AUFGABE: Wie geht der Bericht über Christian Wulffs Vortrag an der Hochschule für jüdische Studien weiter? Führe ihn im selben Stil ab dem letzten Satz fort.

TEXTAUSZUG:

    Auf Journalistenfragen wird Christian Wulff nicht antworten. Das hat der Veranstalter, die Hochschule für jüdische Studien, schon vor seinem Auftritt klar gemacht. Unter den Augen von streng dreinschauenden Sicherheitsleuten soll es nur ums Vortragsthema gehen, und nicht um die Person Wulff. Die Einladung zur Rede hat Rektor Johannes Heil ausgesprochen, als Wulff noch Bundespräsident war, aber sie gilt trotz Rücktritt:

    "Die Einladung ist nicht an das Amt gebunden und galt und sie gilt auch und insbesondere dem Leo-Baeck-Preisträger des Jahres 2011."

    Pünktlich um 18:15 Uhr betritt Wulff gemeinsam mit dem Rektor den Hörsaal. Locker schreitet er entlang der Stuhlreihen nach vorne.
    Der Ex-Präsident trägt eine Kombination aus dunkelgrauem Jackett, hellgrauer Hose und silberner Krawatte. Die Brille ist wieder die alte rahmenlose, nicht die modische schwarze Nerd-Brille, mit der er in den vergangenen Wochen öfters auf Fotos zu sehen war. Aber schlanker ist er geworden seit seinem Rücktritt im Februar.

    Wulff nimmt in der ersten Reihe Platz, während Rektor Heil das Publikum begrüßt. Er knetet die Hände, er sortiert seine Notizen. Man spürt irgendwie doch Anspannung hinter der scheinbaren Gelassenheit.

ÜBUNGSDATEN:
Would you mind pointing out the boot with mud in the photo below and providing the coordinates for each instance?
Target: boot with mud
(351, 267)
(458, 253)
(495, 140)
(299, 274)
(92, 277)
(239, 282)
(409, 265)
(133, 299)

ANTWORT:
    "Als Deutschland 1990 Fußball-Weltmeister wurde, gehörten zu unseren elf Spielern, von denen drei Andreas hießen, zwei Jürgen, einer natürlich Lothar. Aber inzwischen sind unter den Spielern Jérôme, Sami, Miroslav und Mesut – glücklicherweise, weil sie ganz wesentlich für den Erfolg auch mitsorgen."

    Die Rede beginnt routiniert, und es zeigt sich schnell: Es ist eine politische Rede, Wulff versucht an seine Worte zum Jahrestag der Wiedervereinigung im Jahr 2010 anzuknüpfen, als er erklärte, dass das Judentum und der Islam ebenso zu Deutschland gehören wie das Christentum. Eine knappe Stunde spricht Wulff über die Schwierigkeiten der Integration, über ihre großen Chancen, vor allem aber über ihre Notwendigkeit:

    "Es liegt im nationalen Interesse Deutschlands, dass wir offen sind für Menschen aus der Welt und dass wir attraktiv bleiben für Menschen aus Deutschland, dass sie nicht zum Nachteil unseres Landes weggehen."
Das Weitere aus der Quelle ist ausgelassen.